> **SÉRIE DE TÂCHES**:
**a.** Reproduisez le passage de l'extrait sur le budget de la défense qui commence aux mots « Les autorisations d’engagement, qui » et s'arrête après les mots « sur ce projet. ».
**b.** Relevez toutes les sommes en euros mentionnées dans l'extrait sur le budget de la défense.
**c.** Reprenez l'extrait sur le budget de la défense et poursuivez-le après sa dernière phrase.

> **SECTION DE TEXTE**:

= = =

Les autorisations d’engagement, qui s’élèvent à 15,6 milliards d’euros, sont légèrement inférieures à celles de l’an dernier. Encore faut-il tenir compte, sur ces quelque 15 milliards d’euros, des 3 milliards d’euros provisionnés pour l’hypothétique commande d’un second porte-avions.

On peut s’interroger sur un tel provisionnement compte tenu, d’une part, des difficultés rencontrées dans la coopération avec les Britanniques, qui ne nous laisseront que la fabrication des systèmes d’armes, et, d’autre part, de l’incertitude qui pèse sur les conclusions du Livre blanc et sur les arbitrages que rendra le Président de la République sur ce projet.

Comme mesures nouvelles, je ne vois guère qu’un léger effort en direction de l’amélioration de la condition des hommes du rang et des jeunes sous-officiers, ainsi que pour la reconversion des militaires et la valorisation professionnelle des personnels civils. Cela se fait, malheureusement, sur fond de suppression de 6 037 emplois, au nom de la révision générale des politiques publiques, qui incite à ce type d’économies au détriment de l’emploi.

Enfin, j’approuve, au nom de la transparence et de la sincérité budgétaire, l’inscription de 375 millions d’euros, auxquels devraient s’ajouter les 100 millions d’euros promis par M. le ministre du budget, en prévision des dépenses liées aux opérations extérieures. Toutefois, nous n’approuvons, et n’approuverons, que celles qui sont menées dans le strict cadre d’opérations de maintien de la paix sous mandat du Conseil de sécurité des Nations unies. C’est la raison pour laquelle nous nous interrogeons notamment sur l’opportunité du maintien de nos troupes en Afghanistan dans le cadre d’une opération de l’OTAN.

= = =

> **ENREGISTREMENTS DE DONNÉES**:
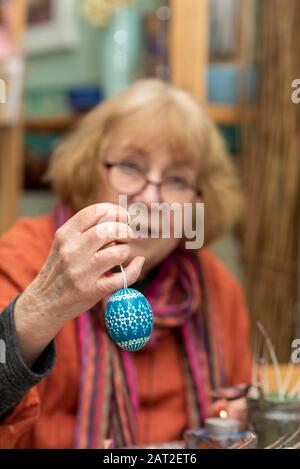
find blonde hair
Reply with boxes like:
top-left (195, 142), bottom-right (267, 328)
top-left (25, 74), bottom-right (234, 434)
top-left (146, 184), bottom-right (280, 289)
top-left (48, 79), bottom-right (243, 244)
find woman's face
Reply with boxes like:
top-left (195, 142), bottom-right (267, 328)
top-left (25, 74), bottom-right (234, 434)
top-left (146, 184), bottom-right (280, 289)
top-left (99, 130), bottom-right (196, 273)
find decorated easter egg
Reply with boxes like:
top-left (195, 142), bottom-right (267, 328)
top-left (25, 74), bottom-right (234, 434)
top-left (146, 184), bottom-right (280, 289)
top-left (105, 288), bottom-right (153, 351)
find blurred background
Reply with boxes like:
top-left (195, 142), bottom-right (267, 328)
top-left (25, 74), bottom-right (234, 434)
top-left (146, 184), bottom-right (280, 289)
top-left (0, 0), bottom-right (300, 361)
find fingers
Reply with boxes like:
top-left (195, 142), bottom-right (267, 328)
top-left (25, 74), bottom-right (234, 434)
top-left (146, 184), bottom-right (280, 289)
top-left (82, 222), bottom-right (134, 253)
top-left (92, 244), bottom-right (130, 278)
top-left (98, 257), bottom-right (145, 296)
top-left (64, 203), bottom-right (128, 233)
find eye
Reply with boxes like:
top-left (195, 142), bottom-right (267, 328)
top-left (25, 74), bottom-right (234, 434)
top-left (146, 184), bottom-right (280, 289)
top-left (166, 175), bottom-right (190, 189)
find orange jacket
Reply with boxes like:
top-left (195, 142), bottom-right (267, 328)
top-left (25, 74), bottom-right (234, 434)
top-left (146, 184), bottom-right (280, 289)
top-left (0, 214), bottom-right (251, 448)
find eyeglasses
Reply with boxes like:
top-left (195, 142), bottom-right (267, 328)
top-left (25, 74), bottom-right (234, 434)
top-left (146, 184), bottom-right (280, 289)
top-left (103, 161), bottom-right (202, 203)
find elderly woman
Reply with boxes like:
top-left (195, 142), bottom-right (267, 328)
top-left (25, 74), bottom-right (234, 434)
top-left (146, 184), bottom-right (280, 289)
top-left (0, 80), bottom-right (250, 448)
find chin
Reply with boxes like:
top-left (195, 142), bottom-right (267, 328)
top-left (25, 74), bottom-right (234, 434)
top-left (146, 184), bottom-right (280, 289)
top-left (129, 238), bottom-right (178, 274)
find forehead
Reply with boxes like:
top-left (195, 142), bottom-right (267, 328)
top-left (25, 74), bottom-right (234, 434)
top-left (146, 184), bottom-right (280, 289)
top-left (105, 109), bottom-right (199, 169)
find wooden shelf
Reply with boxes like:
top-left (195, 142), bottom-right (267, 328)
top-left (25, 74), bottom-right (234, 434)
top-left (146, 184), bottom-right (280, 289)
top-left (24, 114), bottom-right (82, 132)
top-left (207, 103), bottom-right (242, 125)
top-left (24, 103), bottom-right (246, 132)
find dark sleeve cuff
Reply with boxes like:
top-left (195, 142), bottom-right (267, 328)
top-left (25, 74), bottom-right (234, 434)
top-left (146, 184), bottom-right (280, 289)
top-left (0, 297), bottom-right (56, 417)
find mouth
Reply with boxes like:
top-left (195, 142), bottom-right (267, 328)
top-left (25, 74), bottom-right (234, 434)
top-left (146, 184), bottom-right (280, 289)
top-left (133, 223), bottom-right (160, 239)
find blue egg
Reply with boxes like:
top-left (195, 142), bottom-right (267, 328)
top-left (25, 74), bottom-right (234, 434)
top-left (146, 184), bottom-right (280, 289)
top-left (105, 288), bottom-right (153, 352)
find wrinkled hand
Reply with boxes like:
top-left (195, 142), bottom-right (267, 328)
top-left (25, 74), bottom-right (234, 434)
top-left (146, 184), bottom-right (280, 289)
top-left (15, 204), bottom-right (144, 364)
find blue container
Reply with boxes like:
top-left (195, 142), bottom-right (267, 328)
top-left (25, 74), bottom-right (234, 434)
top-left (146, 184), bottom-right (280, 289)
top-left (208, 64), bottom-right (257, 105)
top-left (68, 86), bottom-right (103, 112)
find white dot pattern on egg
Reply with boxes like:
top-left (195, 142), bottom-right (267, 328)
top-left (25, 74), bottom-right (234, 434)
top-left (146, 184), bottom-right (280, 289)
top-left (105, 288), bottom-right (153, 352)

= = =

> **RÉPONSES DANS L'ORDRE**:
**a.**
Les autorisations d’engagement, qui s’élèvent à 15,6 milliards d’euros, sont légèrement inférieures à celles de l’an dernier. Encore faut-il tenir compte, sur ces quelque 15 milliards d’euros, des 3 milliards d’euros provisionnés pour l’hypothétique commande d’un second porte-avions.

On peut s’interroger sur un tel provisionnement compte tenu, d’une part, des difficultés rencontrées dans la coopération avec les Britanniques, qui ne nous laisseront que la fabrication des systèmes d’armes, et, d’autre part, de l’incertitude qui pèse sur les conclusions du Livre blanc et sur les arbitrages que rendra le Président de la République sur ce projet.

**b.** 15,6 milliards d'euros ; quelque 15 milliards d'euros ; 3 milliards d'euros ; 375 millions d'euros ; 100 millions d'euros

**c.**
J’ai pris ces quelques exemples dans votre projet de budget, monsieur le ministre, pour montrer qu’au total vous gérez tout juste l’existant puisque vous ne pouvez anticiper ni le résultat de la revue de programmes ni les conclusions du Livre blanc.

Je suppose toutefois que ce que vous avez appelé « une trajectoire de dépense problématique » vous incitera, hélas ! à ne pas mener à leur terme tous les programmes engagés par la loi de programmation et à réduire certaines capacités militaires.

Dans ces conditions, nous considérons que votre budget n’est pas adapté à la réalité du monde d’aujourd’hui, aux nouveaux risques et aux nouvelles menaces qui seront précisés dans l’analyse du Livre blanc, et sur lesquels je ne suis pas certaine que nous soyons tous d’accord.

Certes, pour rester une grande puissance crédible, il faut que notre outil militaire possède l’ensemble des grandes capacités. Cependant, nous n’approuvons pas la répartition des crédits de votre projet de budget.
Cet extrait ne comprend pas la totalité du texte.